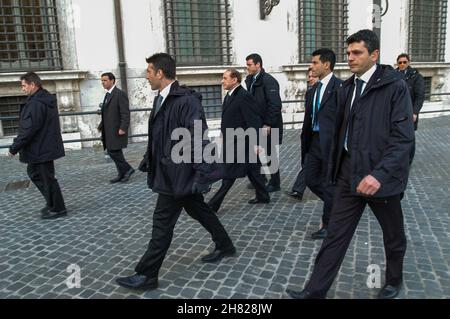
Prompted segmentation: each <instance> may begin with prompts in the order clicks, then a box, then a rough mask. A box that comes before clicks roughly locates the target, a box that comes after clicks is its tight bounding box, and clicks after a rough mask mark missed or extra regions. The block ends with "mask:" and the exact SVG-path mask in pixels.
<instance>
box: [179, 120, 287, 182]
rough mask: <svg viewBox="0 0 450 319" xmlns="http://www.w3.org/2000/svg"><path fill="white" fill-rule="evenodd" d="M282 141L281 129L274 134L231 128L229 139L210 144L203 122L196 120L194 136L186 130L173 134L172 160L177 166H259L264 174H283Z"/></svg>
mask: <svg viewBox="0 0 450 319" xmlns="http://www.w3.org/2000/svg"><path fill="white" fill-rule="evenodd" d="M279 138H280V130H279V129H278V128H272V129H271V130H270V133H268V131H267V130H266V129H264V128H261V129H255V128H248V129H247V130H244V129H242V128H237V129H233V128H227V129H226V131H225V136H222V137H221V138H220V139H219V140H216V141H214V142H211V143H210V142H209V138H208V130H205V131H203V121H201V120H196V121H194V128H193V132H192V130H189V129H187V128H184V127H180V128H176V129H175V130H173V132H172V135H171V140H172V141H174V142H176V143H175V145H174V146H173V147H172V149H171V160H172V162H173V163H175V164H181V163H185V164H200V163H208V164H212V163H226V164H255V163H258V162H259V163H261V164H262V165H263V167H262V168H261V173H266V174H274V173H276V172H278V170H279V160H278V152H279V148H278V144H279ZM269 139H270V143H269ZM269 146H270V149H269Z"/></svg>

______

- _Deine Aufgabe_
Ändere die Zeilen ab dem Anfang der Einträge bis einschließlich der Zeile mit „rough mask: <svg“, indem du „clicks“ durch „points“ ersetzt, und gib nur diese Zeilen sonst unverändert wieder. Lass die Bilder in deiner Antwort weg.

- _Ergebnis dieser Übung_
Prompted segmentation: each <instance> may begin with prompts in the order points, then a box, then a rough mask. A box that comes before points roughly locates the target, a box that comes after points is its tight bounding box, and points after a rough mask mark missed or extra regions. The block ends with "mask:" and the exact SVG-path mask in pixels.
<instance>
box: [179, 120, 287, 182]
rough mask: <svg viewBox="0 0 450 319" xmlns="http://www.w3.org/2000/svg"><path fill="white" fill-rule="evenodd" d="M282 141L281 129L274 134L231 128L229 139L210 144L203 122L196 120L194 136L186 130L173 134L172 160L177 166H259L264 174H283Z"/></svg>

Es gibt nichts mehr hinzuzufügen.